> Work task
Every line below from the one containing "Could you please point out the woman's eye" through the one containing "Could you please point out the ceiling" is to be printed exactly, with the pictures omitted.

> Materials provided
──────────

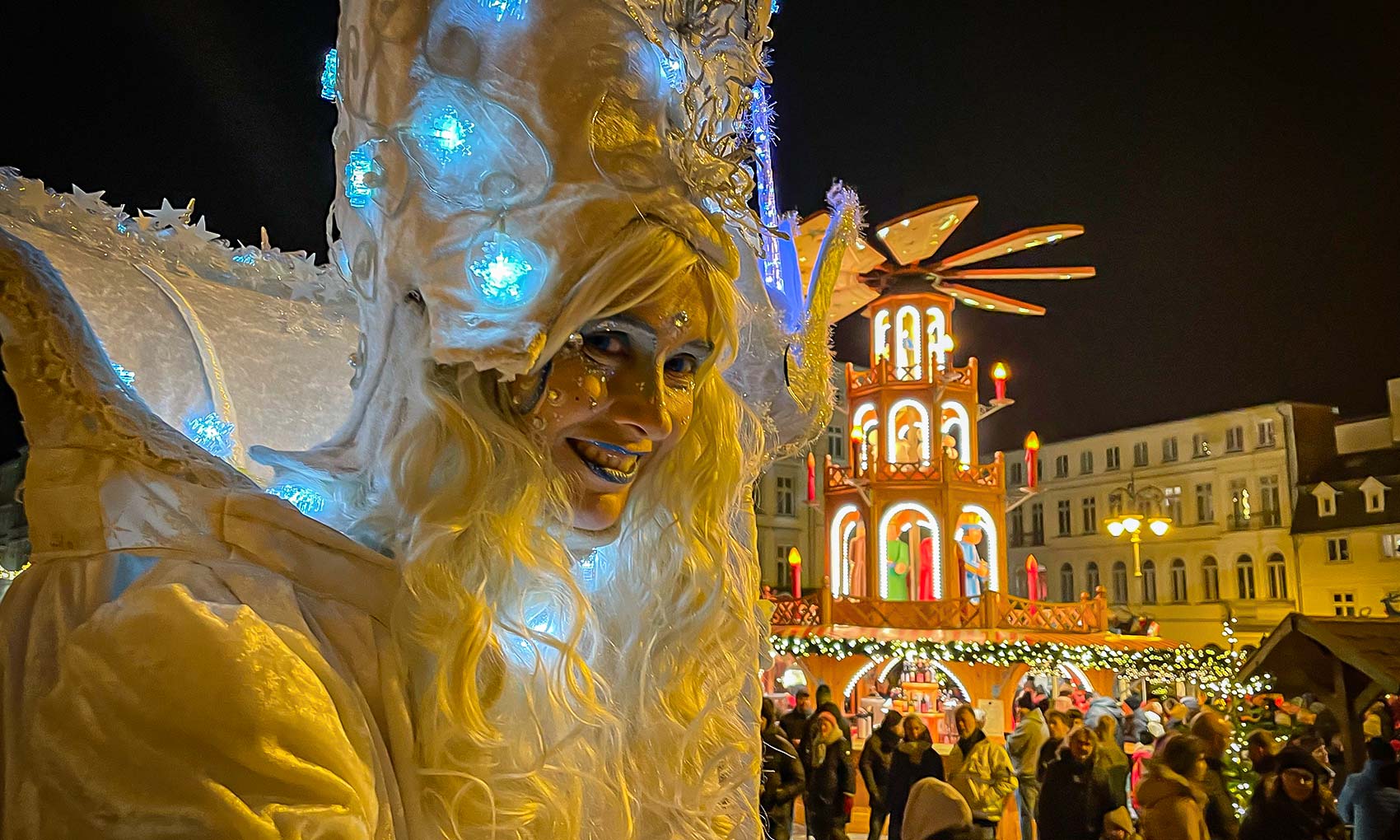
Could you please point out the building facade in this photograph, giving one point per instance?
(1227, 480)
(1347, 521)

──────────

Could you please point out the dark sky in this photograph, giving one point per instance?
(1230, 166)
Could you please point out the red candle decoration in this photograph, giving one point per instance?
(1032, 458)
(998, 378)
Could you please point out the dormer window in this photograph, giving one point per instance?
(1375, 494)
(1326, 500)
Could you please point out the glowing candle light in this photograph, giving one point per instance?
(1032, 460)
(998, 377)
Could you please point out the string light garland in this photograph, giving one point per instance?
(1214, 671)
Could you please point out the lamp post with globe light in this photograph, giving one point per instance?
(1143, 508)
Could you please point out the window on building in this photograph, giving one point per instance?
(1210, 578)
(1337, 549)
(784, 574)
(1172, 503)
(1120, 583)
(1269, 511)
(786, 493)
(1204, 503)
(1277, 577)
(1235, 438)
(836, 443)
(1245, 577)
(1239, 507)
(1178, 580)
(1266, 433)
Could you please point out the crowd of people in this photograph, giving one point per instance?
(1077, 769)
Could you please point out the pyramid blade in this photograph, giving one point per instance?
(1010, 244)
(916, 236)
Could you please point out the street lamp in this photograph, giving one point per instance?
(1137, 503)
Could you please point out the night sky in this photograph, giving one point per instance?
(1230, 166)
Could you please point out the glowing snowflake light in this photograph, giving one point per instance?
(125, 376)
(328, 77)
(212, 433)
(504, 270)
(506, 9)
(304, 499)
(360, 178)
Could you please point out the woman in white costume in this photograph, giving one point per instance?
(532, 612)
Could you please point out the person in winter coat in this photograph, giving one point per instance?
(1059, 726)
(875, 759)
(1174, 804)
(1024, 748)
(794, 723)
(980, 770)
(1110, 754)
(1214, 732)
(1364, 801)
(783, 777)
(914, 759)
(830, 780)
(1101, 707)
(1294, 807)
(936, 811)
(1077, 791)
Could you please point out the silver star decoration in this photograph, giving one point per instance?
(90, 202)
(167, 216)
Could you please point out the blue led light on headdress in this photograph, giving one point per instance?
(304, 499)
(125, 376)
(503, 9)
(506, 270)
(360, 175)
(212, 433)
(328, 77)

──────────

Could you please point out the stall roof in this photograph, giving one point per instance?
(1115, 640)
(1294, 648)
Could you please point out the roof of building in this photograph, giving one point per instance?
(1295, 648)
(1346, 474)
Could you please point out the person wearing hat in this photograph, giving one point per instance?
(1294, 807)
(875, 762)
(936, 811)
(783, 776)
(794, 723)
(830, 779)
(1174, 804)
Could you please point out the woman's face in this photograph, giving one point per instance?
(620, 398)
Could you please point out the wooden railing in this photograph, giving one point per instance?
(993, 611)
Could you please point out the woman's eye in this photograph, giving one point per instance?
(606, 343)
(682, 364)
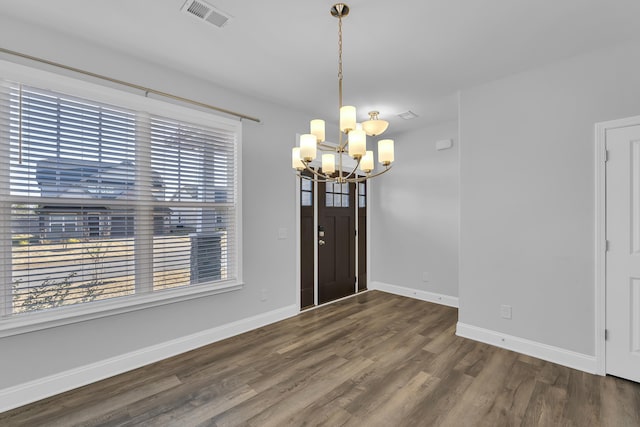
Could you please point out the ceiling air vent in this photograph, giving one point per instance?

──────────

> Your solution
Could you please point out the woman's eye in this photograph, giving one point per instance?
(606, 343)
(682, 364)
Could you please point out the ceiling air vent in this photograph, giving one point per instance?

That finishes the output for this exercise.